* WORK TO BE COMPLETED
Every line in the entries that holds "below" should be identified and copied.

•••••

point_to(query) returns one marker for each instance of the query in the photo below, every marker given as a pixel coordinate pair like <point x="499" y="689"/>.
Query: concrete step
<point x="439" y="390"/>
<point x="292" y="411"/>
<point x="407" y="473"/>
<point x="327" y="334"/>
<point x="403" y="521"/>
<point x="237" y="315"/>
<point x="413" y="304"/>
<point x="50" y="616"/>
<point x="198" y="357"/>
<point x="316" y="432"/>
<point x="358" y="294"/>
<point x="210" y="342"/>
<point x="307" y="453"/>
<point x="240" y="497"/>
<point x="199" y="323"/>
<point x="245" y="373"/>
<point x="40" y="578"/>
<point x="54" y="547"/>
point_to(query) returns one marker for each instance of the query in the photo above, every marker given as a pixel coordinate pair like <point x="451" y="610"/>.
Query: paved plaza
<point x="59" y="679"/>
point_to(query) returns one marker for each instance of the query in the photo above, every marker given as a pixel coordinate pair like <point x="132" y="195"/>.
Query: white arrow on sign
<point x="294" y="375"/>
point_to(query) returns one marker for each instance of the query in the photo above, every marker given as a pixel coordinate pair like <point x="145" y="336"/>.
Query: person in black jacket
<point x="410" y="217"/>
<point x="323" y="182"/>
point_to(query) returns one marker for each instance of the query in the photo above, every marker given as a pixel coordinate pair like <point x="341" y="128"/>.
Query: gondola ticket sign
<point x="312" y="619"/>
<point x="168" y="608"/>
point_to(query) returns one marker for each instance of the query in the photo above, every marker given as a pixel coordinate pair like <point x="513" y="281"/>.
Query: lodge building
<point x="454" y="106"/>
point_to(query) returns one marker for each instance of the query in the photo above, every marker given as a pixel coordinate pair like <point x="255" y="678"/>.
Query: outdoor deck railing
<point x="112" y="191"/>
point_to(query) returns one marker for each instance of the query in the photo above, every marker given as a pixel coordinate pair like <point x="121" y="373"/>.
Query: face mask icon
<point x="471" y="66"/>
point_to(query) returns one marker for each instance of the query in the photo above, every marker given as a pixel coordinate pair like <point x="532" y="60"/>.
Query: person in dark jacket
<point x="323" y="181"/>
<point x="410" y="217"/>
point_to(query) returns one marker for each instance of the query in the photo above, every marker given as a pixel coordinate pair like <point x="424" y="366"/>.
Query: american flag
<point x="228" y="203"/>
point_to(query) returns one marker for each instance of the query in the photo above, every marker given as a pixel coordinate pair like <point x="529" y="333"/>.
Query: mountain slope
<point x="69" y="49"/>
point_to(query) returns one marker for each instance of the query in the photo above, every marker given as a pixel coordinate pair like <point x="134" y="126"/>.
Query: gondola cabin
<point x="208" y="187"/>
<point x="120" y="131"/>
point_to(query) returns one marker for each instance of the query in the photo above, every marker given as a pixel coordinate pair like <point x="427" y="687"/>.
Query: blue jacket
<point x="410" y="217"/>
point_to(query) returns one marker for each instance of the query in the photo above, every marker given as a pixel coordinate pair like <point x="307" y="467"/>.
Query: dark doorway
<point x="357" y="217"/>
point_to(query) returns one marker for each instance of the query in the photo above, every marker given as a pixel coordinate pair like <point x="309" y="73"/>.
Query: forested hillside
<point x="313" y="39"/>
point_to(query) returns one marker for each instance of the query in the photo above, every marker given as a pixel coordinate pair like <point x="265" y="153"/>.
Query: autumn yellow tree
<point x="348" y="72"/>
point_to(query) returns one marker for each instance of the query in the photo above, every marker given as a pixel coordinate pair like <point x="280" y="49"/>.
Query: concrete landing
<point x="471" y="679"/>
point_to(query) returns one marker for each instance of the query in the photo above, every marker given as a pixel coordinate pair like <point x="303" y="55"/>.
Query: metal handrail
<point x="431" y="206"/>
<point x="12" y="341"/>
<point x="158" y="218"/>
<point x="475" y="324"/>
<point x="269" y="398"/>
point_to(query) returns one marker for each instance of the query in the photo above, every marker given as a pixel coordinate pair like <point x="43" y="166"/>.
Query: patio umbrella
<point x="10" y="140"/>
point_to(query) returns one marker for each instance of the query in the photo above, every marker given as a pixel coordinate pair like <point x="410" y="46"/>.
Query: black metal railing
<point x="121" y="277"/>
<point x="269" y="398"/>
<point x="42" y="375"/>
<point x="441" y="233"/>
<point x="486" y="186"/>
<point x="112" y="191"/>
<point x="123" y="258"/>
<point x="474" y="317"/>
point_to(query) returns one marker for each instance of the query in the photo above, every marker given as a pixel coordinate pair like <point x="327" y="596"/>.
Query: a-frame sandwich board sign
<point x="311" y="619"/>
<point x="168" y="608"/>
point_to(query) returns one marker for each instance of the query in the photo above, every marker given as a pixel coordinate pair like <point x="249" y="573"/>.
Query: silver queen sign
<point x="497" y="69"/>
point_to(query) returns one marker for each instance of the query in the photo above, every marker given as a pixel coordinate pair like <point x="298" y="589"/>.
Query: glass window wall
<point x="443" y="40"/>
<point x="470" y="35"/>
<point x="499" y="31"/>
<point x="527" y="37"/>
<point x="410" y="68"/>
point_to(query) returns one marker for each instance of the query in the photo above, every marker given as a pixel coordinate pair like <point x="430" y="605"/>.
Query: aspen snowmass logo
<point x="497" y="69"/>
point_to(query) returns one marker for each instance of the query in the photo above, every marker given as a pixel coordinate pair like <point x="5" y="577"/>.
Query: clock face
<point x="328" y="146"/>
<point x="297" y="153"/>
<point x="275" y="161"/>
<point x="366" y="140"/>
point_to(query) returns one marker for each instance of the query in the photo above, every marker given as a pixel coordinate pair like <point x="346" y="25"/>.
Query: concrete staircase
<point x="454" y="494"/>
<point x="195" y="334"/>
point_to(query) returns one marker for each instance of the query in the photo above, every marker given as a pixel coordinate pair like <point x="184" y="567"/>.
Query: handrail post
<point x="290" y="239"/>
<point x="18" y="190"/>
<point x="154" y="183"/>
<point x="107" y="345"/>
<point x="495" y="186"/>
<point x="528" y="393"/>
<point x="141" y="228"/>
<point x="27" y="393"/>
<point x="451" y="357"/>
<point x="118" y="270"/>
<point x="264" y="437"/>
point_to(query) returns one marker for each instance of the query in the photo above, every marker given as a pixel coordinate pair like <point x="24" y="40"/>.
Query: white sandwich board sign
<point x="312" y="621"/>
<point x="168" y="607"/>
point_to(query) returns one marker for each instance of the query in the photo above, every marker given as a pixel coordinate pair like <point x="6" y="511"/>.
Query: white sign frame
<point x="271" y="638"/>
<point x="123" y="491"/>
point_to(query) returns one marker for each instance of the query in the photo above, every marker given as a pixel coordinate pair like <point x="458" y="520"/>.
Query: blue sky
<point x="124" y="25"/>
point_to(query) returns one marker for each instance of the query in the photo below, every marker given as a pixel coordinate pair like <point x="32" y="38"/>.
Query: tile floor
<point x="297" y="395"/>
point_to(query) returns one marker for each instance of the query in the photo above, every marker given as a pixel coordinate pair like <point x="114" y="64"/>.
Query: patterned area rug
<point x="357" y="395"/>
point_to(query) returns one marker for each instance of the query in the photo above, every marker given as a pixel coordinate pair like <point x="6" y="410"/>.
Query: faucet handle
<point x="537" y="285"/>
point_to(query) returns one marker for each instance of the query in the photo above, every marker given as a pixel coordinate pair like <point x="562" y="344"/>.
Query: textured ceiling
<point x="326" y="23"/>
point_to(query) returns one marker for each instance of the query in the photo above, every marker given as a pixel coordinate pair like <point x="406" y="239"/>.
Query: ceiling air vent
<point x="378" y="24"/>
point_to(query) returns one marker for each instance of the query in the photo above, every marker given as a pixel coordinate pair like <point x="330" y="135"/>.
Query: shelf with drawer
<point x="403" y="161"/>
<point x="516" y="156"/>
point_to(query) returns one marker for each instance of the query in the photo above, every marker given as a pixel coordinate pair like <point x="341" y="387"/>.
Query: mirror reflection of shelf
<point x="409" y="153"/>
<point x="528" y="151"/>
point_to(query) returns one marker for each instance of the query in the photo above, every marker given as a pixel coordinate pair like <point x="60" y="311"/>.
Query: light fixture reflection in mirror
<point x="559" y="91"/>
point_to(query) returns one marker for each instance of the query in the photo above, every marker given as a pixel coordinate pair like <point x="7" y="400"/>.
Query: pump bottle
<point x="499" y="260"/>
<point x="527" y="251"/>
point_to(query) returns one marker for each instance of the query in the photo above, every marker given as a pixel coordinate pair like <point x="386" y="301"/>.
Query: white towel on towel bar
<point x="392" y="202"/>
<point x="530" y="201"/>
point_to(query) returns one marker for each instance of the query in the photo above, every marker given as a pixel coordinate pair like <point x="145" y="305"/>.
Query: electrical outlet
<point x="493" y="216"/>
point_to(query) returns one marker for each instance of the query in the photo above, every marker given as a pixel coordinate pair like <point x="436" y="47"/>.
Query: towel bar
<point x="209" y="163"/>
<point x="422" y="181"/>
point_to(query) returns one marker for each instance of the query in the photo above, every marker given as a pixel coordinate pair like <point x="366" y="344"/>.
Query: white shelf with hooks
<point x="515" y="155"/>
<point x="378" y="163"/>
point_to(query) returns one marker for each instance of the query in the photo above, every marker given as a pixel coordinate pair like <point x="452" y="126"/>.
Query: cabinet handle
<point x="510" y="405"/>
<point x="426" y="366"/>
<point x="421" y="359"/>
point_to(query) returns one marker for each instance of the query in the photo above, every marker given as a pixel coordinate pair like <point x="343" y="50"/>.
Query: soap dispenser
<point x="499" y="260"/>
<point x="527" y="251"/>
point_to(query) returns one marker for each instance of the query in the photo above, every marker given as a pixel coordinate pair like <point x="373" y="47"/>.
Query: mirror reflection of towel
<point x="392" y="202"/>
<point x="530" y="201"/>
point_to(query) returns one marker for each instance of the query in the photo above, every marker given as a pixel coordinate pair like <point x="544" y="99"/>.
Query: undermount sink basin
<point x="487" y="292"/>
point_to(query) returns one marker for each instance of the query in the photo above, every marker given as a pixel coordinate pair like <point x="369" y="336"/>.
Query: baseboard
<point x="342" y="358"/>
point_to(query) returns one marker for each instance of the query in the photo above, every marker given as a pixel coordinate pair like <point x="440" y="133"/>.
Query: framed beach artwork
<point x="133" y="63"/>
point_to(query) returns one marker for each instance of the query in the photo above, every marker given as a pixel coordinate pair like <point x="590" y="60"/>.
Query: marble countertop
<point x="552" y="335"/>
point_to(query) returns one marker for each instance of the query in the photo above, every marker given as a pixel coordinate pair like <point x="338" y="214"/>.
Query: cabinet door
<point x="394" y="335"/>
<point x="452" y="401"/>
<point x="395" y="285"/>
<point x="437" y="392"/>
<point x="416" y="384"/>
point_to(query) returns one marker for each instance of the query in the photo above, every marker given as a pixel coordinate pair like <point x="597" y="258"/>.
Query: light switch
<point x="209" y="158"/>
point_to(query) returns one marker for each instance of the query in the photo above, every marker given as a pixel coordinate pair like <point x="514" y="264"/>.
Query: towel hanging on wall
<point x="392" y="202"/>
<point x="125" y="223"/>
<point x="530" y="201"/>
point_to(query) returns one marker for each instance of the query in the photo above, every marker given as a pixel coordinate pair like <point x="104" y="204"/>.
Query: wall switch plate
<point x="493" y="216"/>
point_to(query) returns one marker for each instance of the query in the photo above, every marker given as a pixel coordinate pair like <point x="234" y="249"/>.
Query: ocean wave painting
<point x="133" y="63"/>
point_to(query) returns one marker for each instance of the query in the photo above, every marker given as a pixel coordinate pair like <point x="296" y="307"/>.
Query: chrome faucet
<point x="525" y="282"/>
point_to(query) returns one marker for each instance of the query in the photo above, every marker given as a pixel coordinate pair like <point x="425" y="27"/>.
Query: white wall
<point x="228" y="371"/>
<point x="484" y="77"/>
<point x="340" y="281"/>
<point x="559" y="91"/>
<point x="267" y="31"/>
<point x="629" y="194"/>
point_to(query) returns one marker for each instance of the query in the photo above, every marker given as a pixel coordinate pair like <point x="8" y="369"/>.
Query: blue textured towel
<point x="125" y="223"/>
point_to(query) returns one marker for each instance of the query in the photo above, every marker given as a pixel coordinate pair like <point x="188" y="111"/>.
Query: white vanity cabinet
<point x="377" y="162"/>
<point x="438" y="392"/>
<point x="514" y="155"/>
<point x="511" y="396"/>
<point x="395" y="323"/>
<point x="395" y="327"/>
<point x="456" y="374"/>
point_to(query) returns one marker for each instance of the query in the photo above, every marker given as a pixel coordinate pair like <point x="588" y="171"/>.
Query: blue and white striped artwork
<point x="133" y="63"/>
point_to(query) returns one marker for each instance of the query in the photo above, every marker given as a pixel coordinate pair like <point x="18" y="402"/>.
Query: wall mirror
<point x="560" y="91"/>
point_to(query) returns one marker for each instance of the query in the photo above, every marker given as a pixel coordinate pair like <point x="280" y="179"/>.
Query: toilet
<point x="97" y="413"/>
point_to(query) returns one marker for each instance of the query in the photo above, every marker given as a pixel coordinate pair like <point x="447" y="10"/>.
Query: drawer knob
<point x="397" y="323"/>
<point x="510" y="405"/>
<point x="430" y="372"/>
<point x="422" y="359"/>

•••••

* EXERCISE RESPONSE
point_to(query) returns one marker for each instance of the query in the photo below, every marker given as a pixel coordinate pair like <point x="499" y="689"/>.
point_to(query) returns one marker for each instance of the query in the photo below, every marker given as a pixel coordinate pair like <point x="32" y="38"/>.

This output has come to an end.